» Goal
The data below should be printed in full, exactly, and without any of its images.
══ Items
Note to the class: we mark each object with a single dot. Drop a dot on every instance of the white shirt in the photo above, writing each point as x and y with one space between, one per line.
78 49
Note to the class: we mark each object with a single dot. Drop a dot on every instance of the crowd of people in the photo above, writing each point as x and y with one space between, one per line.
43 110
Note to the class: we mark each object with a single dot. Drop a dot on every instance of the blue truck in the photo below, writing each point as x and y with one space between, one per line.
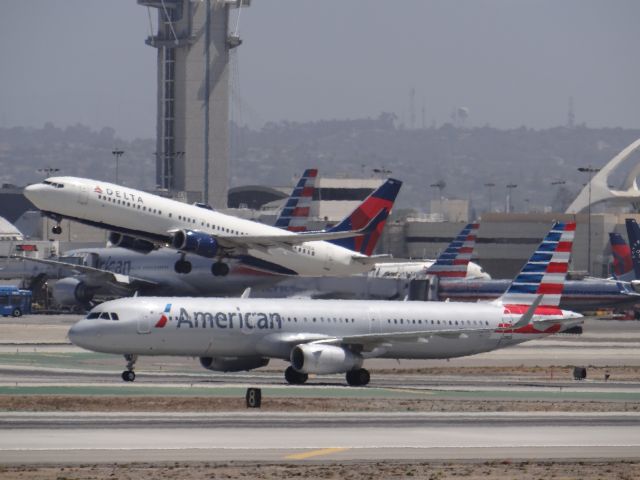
14 301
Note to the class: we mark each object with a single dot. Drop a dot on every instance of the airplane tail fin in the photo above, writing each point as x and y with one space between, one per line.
633 232
372 208
545 272
294 215
453 261
622 263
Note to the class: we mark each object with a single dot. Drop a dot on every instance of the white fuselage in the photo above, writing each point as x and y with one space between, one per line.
271 328
144 215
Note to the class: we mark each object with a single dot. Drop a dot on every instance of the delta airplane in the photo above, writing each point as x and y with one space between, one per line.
143 221
116 271
333 336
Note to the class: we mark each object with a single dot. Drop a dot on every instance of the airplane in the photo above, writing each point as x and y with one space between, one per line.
389 281
117 271
579 295
333 336
143 221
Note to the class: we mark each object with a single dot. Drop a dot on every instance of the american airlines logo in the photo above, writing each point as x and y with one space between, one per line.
222 320
120 194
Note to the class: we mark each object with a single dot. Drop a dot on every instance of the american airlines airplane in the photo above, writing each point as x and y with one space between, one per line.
142 221
333 336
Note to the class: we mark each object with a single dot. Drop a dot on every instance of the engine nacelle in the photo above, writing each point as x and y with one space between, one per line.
310 358
71 291
131 243
232 364
200 243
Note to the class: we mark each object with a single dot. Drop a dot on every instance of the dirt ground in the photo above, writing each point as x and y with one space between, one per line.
70 403
498 470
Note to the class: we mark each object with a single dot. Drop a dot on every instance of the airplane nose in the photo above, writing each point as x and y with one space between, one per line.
34 193
81 334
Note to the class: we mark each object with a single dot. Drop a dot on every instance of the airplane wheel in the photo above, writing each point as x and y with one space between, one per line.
294 377
220 269
182 266
358 378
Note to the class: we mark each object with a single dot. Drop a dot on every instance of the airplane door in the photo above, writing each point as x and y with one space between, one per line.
83 196
144 323
374 323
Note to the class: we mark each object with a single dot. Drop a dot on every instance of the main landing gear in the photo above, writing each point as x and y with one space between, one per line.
220 269
129 375
356 378
182 265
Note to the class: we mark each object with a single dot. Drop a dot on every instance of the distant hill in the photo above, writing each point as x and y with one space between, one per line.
465 158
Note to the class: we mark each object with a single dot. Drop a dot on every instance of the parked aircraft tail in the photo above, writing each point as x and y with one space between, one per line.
381 200
454 260
545 272
633 232
295 213
622 262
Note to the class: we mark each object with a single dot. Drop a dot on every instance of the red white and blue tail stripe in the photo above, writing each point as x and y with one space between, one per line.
294 216
545 272
453 262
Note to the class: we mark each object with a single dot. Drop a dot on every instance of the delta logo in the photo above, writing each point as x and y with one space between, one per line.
163 319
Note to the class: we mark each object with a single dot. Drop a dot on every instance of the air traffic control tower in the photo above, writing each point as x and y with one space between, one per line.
193 42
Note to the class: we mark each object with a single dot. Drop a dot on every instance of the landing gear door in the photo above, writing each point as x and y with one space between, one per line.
144 323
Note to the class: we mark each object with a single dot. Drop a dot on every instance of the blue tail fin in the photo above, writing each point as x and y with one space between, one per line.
380 200
633 232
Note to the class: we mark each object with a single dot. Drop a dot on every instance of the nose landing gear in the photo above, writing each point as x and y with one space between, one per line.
129 375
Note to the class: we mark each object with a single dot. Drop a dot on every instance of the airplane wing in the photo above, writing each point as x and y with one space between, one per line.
97 274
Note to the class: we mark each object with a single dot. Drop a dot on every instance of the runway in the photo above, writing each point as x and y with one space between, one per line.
36 360
99 438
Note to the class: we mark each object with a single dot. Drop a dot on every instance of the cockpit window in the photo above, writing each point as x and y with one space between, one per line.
53 184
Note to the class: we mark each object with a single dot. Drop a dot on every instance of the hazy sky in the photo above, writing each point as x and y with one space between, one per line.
511 63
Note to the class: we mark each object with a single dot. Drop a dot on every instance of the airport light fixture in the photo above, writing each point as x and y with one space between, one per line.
490 186
117 153
590 170
510 187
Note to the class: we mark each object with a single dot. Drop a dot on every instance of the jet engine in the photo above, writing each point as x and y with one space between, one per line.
71 291
200 243
131 243
311 358
232 364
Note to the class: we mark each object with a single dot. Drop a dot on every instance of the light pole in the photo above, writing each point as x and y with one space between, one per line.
510 187
590 170
490 186
117 153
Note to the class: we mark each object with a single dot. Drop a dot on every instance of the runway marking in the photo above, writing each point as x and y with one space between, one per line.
315 453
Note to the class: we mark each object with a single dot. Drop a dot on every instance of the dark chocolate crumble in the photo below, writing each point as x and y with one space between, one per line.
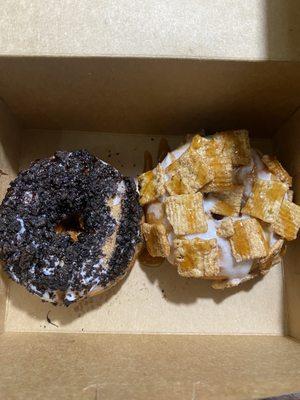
53 190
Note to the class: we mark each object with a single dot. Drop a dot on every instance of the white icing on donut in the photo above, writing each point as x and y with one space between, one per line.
245 175
116 200
22 228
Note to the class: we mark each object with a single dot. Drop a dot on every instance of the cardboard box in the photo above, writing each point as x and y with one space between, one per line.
156 335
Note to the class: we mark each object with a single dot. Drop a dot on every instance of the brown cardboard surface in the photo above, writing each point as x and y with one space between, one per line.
149 95
34 366
153 300
288 145
248 29
9 152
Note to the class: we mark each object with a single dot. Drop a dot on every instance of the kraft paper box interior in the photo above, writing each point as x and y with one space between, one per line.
155 335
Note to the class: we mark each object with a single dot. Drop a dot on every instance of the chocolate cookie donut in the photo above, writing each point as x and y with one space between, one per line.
69 227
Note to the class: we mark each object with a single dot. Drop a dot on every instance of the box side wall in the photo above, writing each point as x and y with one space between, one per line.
288 150
9 158
149 95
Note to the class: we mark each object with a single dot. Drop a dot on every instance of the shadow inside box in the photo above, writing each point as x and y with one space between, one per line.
55 315
180 290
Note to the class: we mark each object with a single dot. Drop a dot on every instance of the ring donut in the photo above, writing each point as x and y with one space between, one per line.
69 227
218 210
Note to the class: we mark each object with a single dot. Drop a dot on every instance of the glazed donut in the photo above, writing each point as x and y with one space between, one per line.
69 227
219 210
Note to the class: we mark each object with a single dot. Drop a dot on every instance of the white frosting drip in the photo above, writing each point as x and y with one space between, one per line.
174 155
22 228
116 200
228 265
27 197
245 175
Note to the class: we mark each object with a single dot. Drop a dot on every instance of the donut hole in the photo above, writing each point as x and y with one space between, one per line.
72 225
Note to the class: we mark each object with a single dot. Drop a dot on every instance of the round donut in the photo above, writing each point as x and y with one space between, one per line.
════
» Finished answer
Note to the class: we mark each object with a single dot. Drop a dot on every instance of the white shirt in the photo above, writing each point as x and y with one space between, one per line.
78 49
Note to the class: we mark each object with a single dot. Drop a dot on every instance of the crowd of people in the photo above, writing each point as x and y with one space between, one per line.
43 110
Note to the class: we mark each object with a single dot. Drop a dot on every instance of the blue truck in the photo below, writing each point as x and y with one space between, one per line.
14 301
Note to the class: we mark each object with a single dot. Drop a dot on every instance of the airplane tail fin in the photo above, writing each point as x and y with one space between, one per line.
633 232
372 208
545 272
294 215
453 261
622 263
Note to the class: we mark each object with a single dot. Drop a dot on every instance of the white fuselage in the photo above, writing each point as x and y with one space between, one per line.
271 328
144 215
Note to the class: we mark each object with a single dot. Drop a dot on every instance of the delta airplane in the photo above, writing each point as x and y with one space between, one per line.
143 221
116 271
333 336
Note to the class: we mark each object with a single dot. Drop a dot on every instance of the airplane in the photo above, writing each point as x and y with one space between, one per line.
389 281
117 271
579 295
333 336
143 221
Note to the class: we mark each object with a single dot. Drop a dot on every instance of the american airlines logo in the photo above, writing each point as x and y with one space between, one per line.
222 320
120 194
Note to the class: we mark each object with a single dot. Drop a dot on every instance of the american airlines airplane in the photo above, writing each point as x and y with one space between, one per line.
142 221
333 336
Note to the class: we mark each object with a single dot. Drop a dot on every instance of the engine nacelle in the photo above, writing each point as x and y with one space between, one per line.
310 358
71 291
131 243
232 364
200 243
Note to the class: we mark each object with a single dot. Drop a dot on every instance of the dirt ground in the photo above, writing each point as x and y with one space between, one per line.
70 403
498 470
Note to the class: we mark each object with a single dot. Drop a dot on every instance of the airplane nose in the photo above, writing each point as x and y with one space between, one per line.
34 193
81 334
Note to the class: we mark each object with a single dot. Drop a dot on every instance of the airplane wheel in the photo above, writing each point as x and y with one space between, one per line.
294 377
220 269
182 266
358 378
Note to the class: we mark each object with a single dot. Drop a dot on every instance of the airplane door in the photo above, writing each point as x and y with one space between, one per line.
83 196
144 323
374 323
Note to the class: we mark each object with a single dot. Drop a dot on every instance of the main landing gear in the photo above, writing each point as x and y with one space between, one per line.
220 269
129 375
356 378
182 265
Note to the class: we mark each object with a single dot. Drop a dot on every instance of the distant hill in the photo above, writing each point as x and y with one space between, one per line.
465 158
Note to the class: we mark each object with a single dot. Drop a dot on every instance of the parked aircraft tail in the photo above, writing each point as x and y with one space between, one per line.
381 200
454 260
545 272
633 232
295 213
622 262
Note to the class: we mark each object with a single dot. Drop a dot on every instance of the red white and blue tail stripe in the photo above, writing each point as x and y with one space between, one per line.
294 216
545 272
453 262
Note to the class: we mark each object with a single dot. Drop a dot on every instance of the delta logo in the photo above, writing each point as x and y with one space between, one per line.
163 319
Note to the class: we mark each object with a single dot. Drop a dot on every instance of the air traffic control tower in the photo above, writing each point as x and y with one space between, one per line.
193 42
Note to the class: we mark each object with a single dot. Drop a dot on every instance of the landing gear door in the photo above, writing each point as x and y with one space between, one per line.
144 323
Note to the class: we mark each object with a single dot. Drop a dot on every instance of the blue tail fin in the photo above, writing each point as x and y with one space between, one per line.
380 200
633 232
Note to the class: we mark each object with a single dot. Drop a dot on every instance of the nose landing gear in the photo above, writing each point as x and y with one space between, one per line.
129 375
Note to the class: we mark each object with a single dot. Drop a dot on every instance of the airplane wing in the photo above, writing each point as x and y with one space between, one per line.
97 274
Note to the class: we mark each object with a single dot. Drop a dot on every instance of the runway in the photo above, writing each point as x and y with one space between, one per line.
36 360
99 438
Note to the class: we mark each object with a single dot. Drop a dot on every instance of the cockpit window in the photo above, writing each point as x and y with one space between, one per line.
53 184
Note to the class: we mark each object with a single dot. Drop a dot on every instance of the hazy sky in the photo above, writing each point as x and y with one space between, one per line.
511 63
Note to the class: we mark each object with a single dot. Drop a dot on every instance of the airport light fixture in the photo above, writing each point as x and y with one space between, one per line.
490 186
117 153
590 170
510 187
Note to the class: we mark each object with a single dot. Drop a dot on every instance of the jet engine in the photo above, writing each point as x and y with one space between, one per line.
71 291
200 243
131 243
311 358
232 364
Note to the class: we mark each object with a single dot. Drop a dot on every instance of the light pole in the photo above, writing each point as x and y with one space between, one per line.
510 187
590 170
490 186
117 153
Note to the class: we mark each object with a single dot. Drop a dot on every instance of the runway marking in the photo above, writing each point as x and y with one space between, one per line.
315 453
Note to the class: we mark each object with a single dot. Drop a dot on every instance of the dark chocolate crumble in the photo below, writing each point as x and y with one space between, one per line.
53 190
Note to the class: we mark each object with a single dot. Drop a dot on every instance of the white icing on donut in the photo above, writing each point as x and y with one space between, one per line.
245 175
116 200
22 228
Note to the class: we mark each object with a single dot. Drop a dot on every instance of the cardboard box in the photo above, writing each point as x and y with one space between, one per line.
156 335
Note to the class: we mark each object with a single dot. Drop a dot on every instance of the brown cardboard surface in the photo above, writing each point as x and y with one space between, one per line.
149 95
34 366
153 300
288 145
248 29
9 152
Note to the class: we mark each object with a single dot. Drop a dot on every instance of the kraft paper box interior in the photo above, writing each point as x and y with one space between, one per line.
155 335
Note to the class: we mark each object with a single dot. Drop a dot on every instance of the chocolate cookie donut in the photo above, writing each point as x and y with one space between, one per line.
69 227
Note to the class: we mark each object with a single dot. Drop a dot on every instance of the box side wall in the photo above, writing each point as x and y with one space between, one per line.
288 150
9 158
149 95
Note to the class: we mark each object with a single dot. Drop a dot on every instance of the shadow inside box in the photo above, writing each point as x and y with one space between, one per line.
55 315
180 290
Note to the class: we mark each object with a single dot. Drop a dot on every instance of the ring donut in the photo above, writing each point as x and y with one space between, one per line.
69 227
218 210
Note to the class: we mark each object with a single dot. Drop a dot on every instance of the glazed donut in the photo above, writing each point as x and y with one space between, one per line.
69 227
219 210
Note to the class: we mark each object with a single dot. Drop a dot on every instance of the white frosting drip in the photo above, writing each point as x and y with one space between, one per line.
174 155
22 228
116 200
228 265
27 197
245 175
Note to the class: we mark each object with a single dot. Drop a dot on every instance of the donut hole in the photo above, writing each point as x and y with one space between, one per line.
72 225
Note to the class: we mark each object with a single dot. Drop a dot on every instance of the round donut in the photo above, writing each point as x and y with one space between, one per line.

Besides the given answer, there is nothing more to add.